• Records:
--- START ---

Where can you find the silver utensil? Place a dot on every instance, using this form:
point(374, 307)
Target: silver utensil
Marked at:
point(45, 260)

--- END ---

• Stated problem: Rewrite the listing with "silver utensil" changed to "metal spoon" everywhere it appears, leaving the rest as it is.

• Exercise answer:
Where can you find the metal spoon? Place a dot on every instance, using this form:
point(374, 307)
Target: metal spoon
Marked at:
point(45, 260)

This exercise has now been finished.